- _What to produce_:
Render the material below as a numbered list, starting at the line containing "Tag the woman" and ending at the line containing "<point>817,471</point>", both included. Leave out any blank lines.

- _Source data_:
+ + + + +

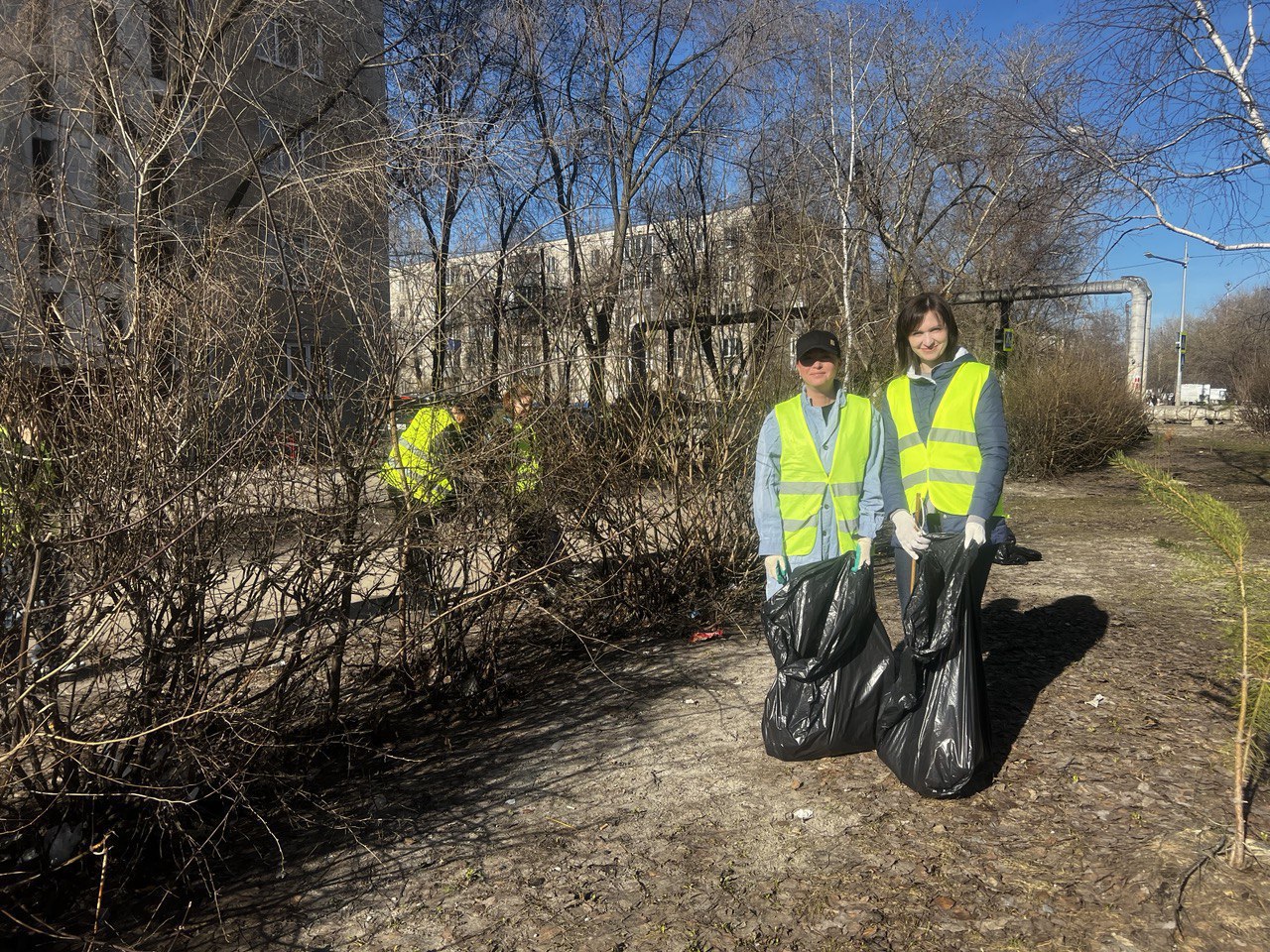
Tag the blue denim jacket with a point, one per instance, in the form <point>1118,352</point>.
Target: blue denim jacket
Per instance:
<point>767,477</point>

+ + + + +

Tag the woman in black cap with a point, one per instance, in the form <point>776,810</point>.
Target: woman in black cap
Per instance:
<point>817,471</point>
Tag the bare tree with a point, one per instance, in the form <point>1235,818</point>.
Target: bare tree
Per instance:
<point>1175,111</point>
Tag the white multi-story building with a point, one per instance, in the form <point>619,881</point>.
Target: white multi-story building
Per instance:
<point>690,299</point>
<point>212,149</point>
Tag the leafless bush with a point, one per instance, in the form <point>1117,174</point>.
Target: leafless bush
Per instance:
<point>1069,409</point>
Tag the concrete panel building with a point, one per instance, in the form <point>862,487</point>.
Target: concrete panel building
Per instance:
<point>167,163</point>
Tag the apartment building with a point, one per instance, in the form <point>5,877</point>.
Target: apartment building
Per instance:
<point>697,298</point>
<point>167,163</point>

+ + + + +

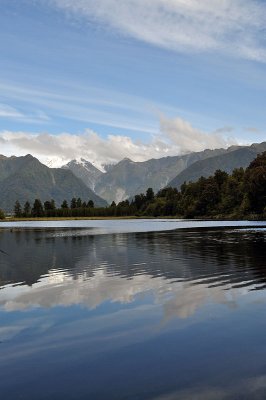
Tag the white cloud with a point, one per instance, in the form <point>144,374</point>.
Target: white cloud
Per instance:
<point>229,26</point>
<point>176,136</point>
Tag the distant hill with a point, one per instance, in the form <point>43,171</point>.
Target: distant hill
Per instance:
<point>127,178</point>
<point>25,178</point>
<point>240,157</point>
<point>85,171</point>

+ + + + +

- _Problem solution_:
1. Tag the woman in black cap with a point, one per instance, in the form <point>776,810</point>.
2. Target: woman in black cap
3. Per instance:
4. <point>817,471</point>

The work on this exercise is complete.